**DIRECTIONS FOR THIS TASK:** Find every line in the rows below that contains the word "water" and copy each of those lines.

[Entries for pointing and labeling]
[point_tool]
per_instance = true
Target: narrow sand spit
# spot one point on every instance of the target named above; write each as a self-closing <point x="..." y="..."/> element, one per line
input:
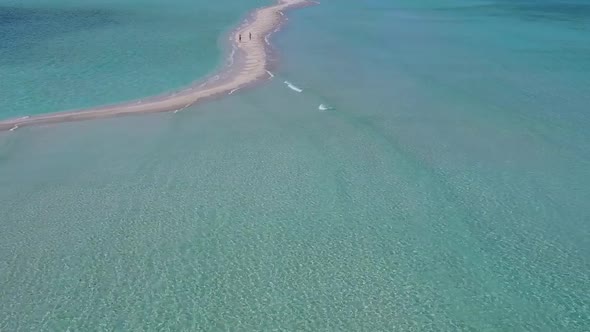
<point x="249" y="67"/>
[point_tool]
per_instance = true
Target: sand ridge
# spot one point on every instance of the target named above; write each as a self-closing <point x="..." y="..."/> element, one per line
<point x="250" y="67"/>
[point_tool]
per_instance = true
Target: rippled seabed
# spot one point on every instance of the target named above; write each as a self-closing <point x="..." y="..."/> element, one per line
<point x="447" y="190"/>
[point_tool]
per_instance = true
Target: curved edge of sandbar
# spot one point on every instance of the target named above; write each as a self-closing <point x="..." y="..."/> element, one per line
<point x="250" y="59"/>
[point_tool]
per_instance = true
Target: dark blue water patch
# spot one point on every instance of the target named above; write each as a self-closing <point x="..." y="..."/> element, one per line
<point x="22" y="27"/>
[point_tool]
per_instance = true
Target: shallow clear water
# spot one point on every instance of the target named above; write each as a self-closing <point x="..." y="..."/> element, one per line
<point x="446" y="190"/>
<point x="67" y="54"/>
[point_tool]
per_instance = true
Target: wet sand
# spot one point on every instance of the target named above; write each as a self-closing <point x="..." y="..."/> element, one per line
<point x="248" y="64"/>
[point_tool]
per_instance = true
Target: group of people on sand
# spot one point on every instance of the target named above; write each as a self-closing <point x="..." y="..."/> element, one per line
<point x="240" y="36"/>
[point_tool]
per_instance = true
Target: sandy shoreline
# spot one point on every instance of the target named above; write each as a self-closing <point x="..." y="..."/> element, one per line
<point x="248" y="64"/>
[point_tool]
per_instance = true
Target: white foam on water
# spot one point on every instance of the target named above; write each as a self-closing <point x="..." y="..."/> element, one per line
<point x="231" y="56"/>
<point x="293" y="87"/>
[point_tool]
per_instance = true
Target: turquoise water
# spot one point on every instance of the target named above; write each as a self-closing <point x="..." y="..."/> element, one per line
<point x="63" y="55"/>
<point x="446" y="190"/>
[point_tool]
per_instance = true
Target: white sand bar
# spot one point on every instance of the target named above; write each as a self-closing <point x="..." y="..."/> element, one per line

**COMPLETE RESPONSE:**
Target: dark blue water patch
Target: shallow clear water
Target: white foam on water
Target: turquoise water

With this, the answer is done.